MATERIAL ->
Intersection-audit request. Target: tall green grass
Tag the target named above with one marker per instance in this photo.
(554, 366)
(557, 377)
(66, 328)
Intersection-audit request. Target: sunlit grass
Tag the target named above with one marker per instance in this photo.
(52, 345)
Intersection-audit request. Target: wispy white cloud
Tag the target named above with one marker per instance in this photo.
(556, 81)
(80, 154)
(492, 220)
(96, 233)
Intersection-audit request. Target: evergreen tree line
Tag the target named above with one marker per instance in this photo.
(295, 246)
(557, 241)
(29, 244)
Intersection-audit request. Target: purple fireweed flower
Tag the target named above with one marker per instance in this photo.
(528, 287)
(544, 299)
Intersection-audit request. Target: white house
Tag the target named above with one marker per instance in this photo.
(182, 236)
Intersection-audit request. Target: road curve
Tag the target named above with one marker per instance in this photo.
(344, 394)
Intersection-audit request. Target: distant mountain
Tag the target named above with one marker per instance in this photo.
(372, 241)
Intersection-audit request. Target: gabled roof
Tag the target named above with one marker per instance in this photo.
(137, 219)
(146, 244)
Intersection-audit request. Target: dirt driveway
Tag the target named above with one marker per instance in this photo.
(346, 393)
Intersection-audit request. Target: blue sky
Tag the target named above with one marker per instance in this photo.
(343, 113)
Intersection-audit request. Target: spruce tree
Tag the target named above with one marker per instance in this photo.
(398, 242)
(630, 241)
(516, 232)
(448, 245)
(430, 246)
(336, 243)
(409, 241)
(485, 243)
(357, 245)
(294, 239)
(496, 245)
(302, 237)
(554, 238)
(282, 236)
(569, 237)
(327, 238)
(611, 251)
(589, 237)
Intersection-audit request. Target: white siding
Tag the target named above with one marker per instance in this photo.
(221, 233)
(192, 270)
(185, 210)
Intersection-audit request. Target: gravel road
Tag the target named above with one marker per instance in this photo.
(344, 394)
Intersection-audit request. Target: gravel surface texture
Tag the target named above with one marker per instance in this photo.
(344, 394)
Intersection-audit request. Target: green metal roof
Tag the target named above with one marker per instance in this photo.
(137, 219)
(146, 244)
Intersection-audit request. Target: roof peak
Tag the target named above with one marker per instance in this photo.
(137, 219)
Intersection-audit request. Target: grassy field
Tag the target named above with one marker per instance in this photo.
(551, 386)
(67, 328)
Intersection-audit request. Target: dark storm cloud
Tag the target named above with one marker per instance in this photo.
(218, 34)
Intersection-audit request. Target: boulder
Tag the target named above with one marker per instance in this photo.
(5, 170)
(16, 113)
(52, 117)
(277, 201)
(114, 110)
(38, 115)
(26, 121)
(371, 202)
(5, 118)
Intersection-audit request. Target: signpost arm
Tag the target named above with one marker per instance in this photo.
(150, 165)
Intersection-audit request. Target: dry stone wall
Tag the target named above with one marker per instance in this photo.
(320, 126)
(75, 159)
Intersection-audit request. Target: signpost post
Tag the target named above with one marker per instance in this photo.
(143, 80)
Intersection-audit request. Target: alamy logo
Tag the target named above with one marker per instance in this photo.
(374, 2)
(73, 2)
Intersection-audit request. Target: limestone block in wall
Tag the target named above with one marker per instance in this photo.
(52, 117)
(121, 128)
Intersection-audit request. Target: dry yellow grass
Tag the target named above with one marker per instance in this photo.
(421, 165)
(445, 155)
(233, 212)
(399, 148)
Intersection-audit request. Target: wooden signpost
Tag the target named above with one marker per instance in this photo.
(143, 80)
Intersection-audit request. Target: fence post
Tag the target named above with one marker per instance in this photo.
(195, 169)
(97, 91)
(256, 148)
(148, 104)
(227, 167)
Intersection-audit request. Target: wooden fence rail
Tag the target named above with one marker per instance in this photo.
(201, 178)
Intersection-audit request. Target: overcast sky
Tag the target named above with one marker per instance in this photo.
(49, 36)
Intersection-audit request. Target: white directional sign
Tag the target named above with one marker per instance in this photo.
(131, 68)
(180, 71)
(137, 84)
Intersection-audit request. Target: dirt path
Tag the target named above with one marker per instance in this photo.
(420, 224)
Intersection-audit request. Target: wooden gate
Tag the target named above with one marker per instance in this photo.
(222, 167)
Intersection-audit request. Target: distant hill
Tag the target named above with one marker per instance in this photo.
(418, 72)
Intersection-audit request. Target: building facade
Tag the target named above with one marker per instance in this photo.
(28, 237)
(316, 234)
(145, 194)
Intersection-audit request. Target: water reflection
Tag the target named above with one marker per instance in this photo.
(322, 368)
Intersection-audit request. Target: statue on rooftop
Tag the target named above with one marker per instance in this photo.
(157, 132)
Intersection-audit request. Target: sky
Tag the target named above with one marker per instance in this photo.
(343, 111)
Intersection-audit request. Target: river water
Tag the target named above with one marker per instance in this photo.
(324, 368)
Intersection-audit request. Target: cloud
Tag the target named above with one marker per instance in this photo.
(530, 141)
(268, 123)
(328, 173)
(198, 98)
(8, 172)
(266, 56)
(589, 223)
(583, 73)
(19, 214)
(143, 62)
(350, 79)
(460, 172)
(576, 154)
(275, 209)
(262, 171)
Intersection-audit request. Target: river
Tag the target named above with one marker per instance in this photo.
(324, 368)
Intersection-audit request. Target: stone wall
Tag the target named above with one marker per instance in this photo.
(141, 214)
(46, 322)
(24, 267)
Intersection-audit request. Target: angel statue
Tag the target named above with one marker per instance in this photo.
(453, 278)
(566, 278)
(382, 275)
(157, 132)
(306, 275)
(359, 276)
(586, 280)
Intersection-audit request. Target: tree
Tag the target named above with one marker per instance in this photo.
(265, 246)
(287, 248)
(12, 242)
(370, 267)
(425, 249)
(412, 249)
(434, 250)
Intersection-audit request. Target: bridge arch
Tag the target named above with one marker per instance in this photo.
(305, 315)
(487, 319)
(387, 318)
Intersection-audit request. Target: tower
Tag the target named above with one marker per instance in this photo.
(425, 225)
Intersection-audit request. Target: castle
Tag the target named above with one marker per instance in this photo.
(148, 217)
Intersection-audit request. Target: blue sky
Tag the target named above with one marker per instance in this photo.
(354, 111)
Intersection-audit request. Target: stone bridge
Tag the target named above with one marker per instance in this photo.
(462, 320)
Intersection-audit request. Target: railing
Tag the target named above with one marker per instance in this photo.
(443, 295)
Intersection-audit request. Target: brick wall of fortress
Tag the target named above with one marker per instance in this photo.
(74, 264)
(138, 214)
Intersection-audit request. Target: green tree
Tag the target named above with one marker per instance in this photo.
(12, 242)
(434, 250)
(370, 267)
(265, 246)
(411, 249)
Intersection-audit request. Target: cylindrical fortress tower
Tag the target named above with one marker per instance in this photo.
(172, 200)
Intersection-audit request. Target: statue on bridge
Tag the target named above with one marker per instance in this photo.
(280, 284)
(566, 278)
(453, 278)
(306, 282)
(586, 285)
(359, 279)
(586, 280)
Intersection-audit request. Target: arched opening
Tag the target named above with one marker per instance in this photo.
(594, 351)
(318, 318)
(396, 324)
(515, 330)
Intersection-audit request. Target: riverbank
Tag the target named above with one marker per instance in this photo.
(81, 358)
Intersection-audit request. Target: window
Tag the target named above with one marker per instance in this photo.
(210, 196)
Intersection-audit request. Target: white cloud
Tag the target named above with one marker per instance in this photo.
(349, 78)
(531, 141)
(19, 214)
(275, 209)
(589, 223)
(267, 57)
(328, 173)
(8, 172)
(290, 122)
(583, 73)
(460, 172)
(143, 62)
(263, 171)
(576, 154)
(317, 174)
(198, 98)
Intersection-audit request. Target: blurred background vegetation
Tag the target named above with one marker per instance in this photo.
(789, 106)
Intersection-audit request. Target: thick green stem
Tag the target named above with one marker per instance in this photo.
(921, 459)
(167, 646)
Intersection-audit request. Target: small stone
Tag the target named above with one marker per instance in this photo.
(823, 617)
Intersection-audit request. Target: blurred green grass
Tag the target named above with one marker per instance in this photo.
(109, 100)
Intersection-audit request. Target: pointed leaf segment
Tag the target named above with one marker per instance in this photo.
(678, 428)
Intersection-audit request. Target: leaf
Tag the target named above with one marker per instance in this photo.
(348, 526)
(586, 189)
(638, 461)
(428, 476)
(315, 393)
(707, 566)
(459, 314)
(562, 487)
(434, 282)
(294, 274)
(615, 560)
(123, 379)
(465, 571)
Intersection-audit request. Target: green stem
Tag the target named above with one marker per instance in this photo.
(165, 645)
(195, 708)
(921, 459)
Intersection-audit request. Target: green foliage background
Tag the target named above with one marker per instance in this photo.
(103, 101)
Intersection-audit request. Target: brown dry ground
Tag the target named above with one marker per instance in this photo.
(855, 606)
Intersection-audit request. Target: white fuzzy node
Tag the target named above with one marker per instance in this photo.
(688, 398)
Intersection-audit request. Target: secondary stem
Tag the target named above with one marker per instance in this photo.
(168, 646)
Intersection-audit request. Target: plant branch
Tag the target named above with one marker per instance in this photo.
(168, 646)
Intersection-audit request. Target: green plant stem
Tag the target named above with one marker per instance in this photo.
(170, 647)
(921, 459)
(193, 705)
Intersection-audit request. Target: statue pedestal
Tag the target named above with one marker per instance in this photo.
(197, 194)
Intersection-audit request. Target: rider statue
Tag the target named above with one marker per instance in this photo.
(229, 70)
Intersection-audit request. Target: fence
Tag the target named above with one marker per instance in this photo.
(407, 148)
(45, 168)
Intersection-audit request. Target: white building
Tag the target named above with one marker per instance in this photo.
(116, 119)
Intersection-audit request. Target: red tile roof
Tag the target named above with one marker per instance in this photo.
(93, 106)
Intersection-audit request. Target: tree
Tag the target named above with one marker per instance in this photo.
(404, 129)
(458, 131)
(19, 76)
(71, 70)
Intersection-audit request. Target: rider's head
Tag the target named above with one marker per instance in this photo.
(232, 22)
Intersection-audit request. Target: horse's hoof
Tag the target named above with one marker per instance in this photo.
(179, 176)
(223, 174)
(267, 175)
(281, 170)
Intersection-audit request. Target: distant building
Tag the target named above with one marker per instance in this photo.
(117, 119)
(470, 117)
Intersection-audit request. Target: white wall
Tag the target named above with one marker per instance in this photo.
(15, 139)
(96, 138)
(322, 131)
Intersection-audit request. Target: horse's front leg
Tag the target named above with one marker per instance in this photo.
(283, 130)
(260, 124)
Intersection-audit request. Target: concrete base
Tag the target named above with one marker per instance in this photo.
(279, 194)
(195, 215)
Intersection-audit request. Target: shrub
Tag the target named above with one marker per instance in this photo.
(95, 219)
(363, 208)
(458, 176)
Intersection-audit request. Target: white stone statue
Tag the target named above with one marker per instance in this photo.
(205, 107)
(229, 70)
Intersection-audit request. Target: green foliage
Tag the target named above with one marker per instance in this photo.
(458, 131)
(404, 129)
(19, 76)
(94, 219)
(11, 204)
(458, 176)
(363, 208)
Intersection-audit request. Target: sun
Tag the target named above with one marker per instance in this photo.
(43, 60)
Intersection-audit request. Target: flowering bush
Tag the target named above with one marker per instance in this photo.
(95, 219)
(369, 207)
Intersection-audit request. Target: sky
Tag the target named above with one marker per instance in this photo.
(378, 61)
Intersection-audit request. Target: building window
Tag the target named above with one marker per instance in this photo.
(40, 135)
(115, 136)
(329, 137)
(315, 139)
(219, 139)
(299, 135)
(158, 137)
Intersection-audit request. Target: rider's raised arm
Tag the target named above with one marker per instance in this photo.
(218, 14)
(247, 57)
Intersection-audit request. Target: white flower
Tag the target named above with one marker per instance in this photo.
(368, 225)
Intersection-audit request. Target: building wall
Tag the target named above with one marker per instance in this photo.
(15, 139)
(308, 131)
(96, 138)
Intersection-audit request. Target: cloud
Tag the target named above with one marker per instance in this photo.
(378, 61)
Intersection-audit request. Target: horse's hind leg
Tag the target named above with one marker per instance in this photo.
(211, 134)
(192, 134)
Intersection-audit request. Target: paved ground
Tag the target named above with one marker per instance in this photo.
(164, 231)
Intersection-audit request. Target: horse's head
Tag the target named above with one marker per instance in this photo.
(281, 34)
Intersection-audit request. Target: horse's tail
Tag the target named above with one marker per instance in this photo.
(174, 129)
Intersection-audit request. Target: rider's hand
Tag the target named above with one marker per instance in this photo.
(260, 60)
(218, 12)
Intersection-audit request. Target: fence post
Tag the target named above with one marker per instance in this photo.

GOAL -> Write out, word for word, every line from the one containing "Intersection-audit request. Target: building wall" through the last line of the records above.

REPLY TO THE EXERCISE ->
Intersection-audit request. Target: building wall
Tag the target named above with one marker per instance in this photo.
(15, 139)
(308, 131)
(96, 138)
Intersection-audit request. Target: cloud
Tag the target named above with one marker per instance in this photo.
(378, 61)
Intersection-audit request. Target: horse's hind leg
Tag the target named above with one marker per instance in this photo.
(211, 134)
(192, 134)
Intersection-audit request. Target: paved ground
Tag the target named above with one marker per instance in this photo.
(164, 231)
Intersection-audit request. Target: horse's head
Tag the target named above with one marker per instance in this photo.
(281, 34)
Intersection-audit request. Target: horse's tail
Tag the target named above with one marker per instance in this photo.
(174, 129)
Intersection-audit request. Target: rider's hand
Tag the target named above with one marker per instance in this photo.
(260, 60)
(218, 12)
Intersection-audit request. Target: fence post
Tag the target named above with one marker per instance in this photo.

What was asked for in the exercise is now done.